Explore the material:
1 - Rewrite the housing fact-check from "Starter homes are" down to "rest of England.", putting "open-market value" in place of "market value".
2 - Write the next part of the fact-check on homelessness and house building, picking up after its final sentence.

It reports “worsening conditions on the ground”, and the official figures show a slight increase in households accepted as statutorily homeless during the first quarter of 2016.

“Homelessness is still 10% below the peak that we saw under Labour, but the key is building more homes. We have built 700,000 homes since I became Prime Minister, but now we need to quicken to pace on that”—David Cameron

The first claim is wrong. Statutory homelessness is much more than 10% below the peak reached under Labour, as our chart above suggests. New cases are running 57% below the level of 2003/04, when 135,000 households were accepted by councils as entitled to housing.

Mr Cameron has previously claimed that homelessness is “less than half what it was at its peak under the last Labour government”.

His diagnosis of the ongoing problem is shared by the House of Commons Library, which says that the most important factor behind the rise in statutory homelessness is “the continuing shortfall in levels of new house building relative to levels of household formation”.

It’s correct that over 700,000 new homes have been built in England since Mr Cameron became Prime Minister, in the second quarter of 2010. But this is below average for the past few decades, and the Office for National Statistics notes that “2012/13 featured the lowest level of house building in the UK for any peacetime year since the 1920s”.

First-time buyers

"I have been listening carefully to what the Home Secretary has been saying over the past few days. She said: 'It’s harder than ever for young people to buy their first house.' Does the Prime Minister think that is because of record low house building or his Government’s apparent belief that £450,000 is an affordable price for a starter home?"—Jeremy Corbyn

In the speech launching her leadership bid Theresa May, Home Secretary until this evening, did say: “It’s harder than ever for young people to buy their first house” and that more houses need to be built.

The number of new homes being built has been falling since the 1960s, and recent years have seen the fewest new homes completed per year during peacetime since the 1920s.

In 2015 149,000 new homes were finished in England and Wales, compared to 125,000 in 2014. Government estimates show that the number of households in England and Wales will rise by 220,000 each year on average between 2016 and 2036.

Starter homes are defined in the recent Housing Act as new homes available for first-time buyers at a discount of at least 20% of their market value, at a maximum price of £450,000 in Greater London or £250,000 in the rest of England.

Supplied material:
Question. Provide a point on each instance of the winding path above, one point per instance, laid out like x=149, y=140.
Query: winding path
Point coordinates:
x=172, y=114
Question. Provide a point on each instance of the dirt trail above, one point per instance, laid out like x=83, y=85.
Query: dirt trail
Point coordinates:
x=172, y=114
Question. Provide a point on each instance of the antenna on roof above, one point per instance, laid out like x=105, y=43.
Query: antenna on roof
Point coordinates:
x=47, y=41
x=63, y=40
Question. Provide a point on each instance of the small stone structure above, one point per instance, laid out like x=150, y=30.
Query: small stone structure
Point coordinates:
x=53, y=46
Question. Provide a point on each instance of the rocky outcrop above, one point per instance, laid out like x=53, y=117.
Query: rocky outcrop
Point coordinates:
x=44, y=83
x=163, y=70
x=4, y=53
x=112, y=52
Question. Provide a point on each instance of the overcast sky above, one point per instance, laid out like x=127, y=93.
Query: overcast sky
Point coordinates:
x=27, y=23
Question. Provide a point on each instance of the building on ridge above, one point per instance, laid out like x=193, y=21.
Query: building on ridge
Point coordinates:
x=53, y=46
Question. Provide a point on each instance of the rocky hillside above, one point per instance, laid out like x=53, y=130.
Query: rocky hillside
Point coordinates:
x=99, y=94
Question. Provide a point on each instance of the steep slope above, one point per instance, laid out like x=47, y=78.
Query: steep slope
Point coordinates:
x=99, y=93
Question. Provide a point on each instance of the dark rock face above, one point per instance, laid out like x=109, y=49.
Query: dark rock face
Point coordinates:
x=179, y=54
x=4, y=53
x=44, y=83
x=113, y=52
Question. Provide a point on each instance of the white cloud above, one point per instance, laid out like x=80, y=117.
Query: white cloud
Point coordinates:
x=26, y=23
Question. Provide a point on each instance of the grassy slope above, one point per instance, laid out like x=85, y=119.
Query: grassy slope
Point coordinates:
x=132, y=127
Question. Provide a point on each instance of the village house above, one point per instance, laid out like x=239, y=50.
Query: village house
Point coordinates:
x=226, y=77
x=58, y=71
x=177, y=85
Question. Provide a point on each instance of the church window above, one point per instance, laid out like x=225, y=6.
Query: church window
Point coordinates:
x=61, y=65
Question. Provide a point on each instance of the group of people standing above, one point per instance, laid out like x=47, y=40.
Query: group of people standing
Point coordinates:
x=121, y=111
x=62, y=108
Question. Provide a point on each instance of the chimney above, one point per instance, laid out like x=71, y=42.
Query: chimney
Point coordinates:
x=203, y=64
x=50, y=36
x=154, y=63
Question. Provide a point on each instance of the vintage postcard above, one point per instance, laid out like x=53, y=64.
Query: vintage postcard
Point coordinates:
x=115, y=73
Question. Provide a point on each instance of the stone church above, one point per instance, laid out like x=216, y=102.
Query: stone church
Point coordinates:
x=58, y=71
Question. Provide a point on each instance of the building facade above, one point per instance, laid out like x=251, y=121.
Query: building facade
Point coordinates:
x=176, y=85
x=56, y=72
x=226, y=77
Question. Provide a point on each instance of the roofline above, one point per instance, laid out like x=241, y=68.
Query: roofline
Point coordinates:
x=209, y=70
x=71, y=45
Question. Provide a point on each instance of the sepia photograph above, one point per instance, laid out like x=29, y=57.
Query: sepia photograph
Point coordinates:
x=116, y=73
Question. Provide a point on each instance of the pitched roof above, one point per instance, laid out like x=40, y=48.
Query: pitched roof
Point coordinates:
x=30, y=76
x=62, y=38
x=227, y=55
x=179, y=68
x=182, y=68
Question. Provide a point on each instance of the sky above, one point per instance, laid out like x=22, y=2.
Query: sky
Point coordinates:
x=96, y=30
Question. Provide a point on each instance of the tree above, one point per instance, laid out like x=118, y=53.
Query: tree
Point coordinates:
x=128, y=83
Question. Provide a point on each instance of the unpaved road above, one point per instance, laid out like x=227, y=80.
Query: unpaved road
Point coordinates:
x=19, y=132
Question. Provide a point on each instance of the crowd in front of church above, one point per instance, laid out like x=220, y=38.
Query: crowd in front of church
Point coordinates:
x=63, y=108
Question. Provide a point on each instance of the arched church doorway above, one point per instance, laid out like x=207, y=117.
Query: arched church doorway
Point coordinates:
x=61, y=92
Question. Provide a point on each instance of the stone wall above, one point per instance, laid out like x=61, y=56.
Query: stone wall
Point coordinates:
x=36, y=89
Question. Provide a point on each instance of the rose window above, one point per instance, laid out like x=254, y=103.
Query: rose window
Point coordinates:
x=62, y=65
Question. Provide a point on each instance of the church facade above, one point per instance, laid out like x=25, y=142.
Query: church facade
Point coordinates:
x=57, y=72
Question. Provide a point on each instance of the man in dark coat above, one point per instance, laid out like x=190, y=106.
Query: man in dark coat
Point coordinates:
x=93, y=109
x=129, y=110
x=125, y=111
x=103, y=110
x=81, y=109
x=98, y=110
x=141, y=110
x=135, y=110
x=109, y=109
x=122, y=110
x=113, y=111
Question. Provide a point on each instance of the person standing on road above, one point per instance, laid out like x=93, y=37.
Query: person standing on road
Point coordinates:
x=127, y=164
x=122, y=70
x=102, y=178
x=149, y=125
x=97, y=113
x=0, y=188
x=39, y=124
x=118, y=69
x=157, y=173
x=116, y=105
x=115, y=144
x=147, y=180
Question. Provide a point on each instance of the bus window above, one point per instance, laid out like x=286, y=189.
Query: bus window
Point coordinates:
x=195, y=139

Expected outputs:
1 -
Starter homes are defined in the recent Housing Act as new homes available for first-time buyers at a discount of at least 20% of their open-market value, at a maximum price of £450,000 in Greater London or £250,000 in the rest of England.

2 -
They are described later in the Housing Act as a type of “affordable home.

Zero hours contracts

“As for zero hours contracts, they account for less than one in forty people in work.”—David Cameron

An estimated 2.5% of people in work say that their main job is a zero hours contract, according to the latest official figures—one in forty.

There is no agreed definition of ‘zero hours contracts’. This particular estimate counts the number of people who say they’re on a zero hours contract, where they are “not contracted to work a set number of hours, and are only paid for the number of hours that they actually work”.

NHS funding

“We’ve been able to back our NHS with the 10% funding increase, over £10 billion in real terms in this parliament”—David Cameron

£10 billion is the increase in the NHS England budget, taking price inflation into account, between 2014/15 and 2020/21. The total budget was about £100 billion at the outset, so this is roughly a 10% rise. The actual increase over this parliament, starting from 2015/16, is about £7.6 billion in real terms.

At last week’s Prime Minister’s Questions, Mr Cameron said the NHS budget in England will go up by £19 billion this parliament. This is based on the same spending figures, but doesn’t take into account the fact that prices in general are likely to be more expensive then, so the funding increase won’t be worth as much as this.

Spending on NHS England isn’t the same as total government health spending in England.

An independent analysis of the government’s plans suggests health spending outside of NHS England’s budget—like public health spending—will actually fall over this parliament.

That means the ‘bigger picture’ increase in total health spending looks more like £4.5 billion, in real terms, over this parliament.